# DIRECTIONS:
Find every line in the records below that contains the string "Query", and copy each of those lines. Case counts.

======== EXTRACTED ENTRIES

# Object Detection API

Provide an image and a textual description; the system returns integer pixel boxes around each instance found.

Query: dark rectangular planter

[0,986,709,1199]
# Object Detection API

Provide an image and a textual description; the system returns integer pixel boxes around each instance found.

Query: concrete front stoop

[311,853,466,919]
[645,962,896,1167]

================
======== EXTRACTED ENTRIES

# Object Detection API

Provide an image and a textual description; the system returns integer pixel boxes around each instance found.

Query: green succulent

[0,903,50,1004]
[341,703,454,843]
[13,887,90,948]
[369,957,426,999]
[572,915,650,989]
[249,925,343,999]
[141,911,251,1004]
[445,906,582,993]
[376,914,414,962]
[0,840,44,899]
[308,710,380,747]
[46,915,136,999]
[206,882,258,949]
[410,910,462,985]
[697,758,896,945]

================

# EXPECTED ANSWER:
Query: dark rectangular planter
Query: concrete front stoop
Query: green succulent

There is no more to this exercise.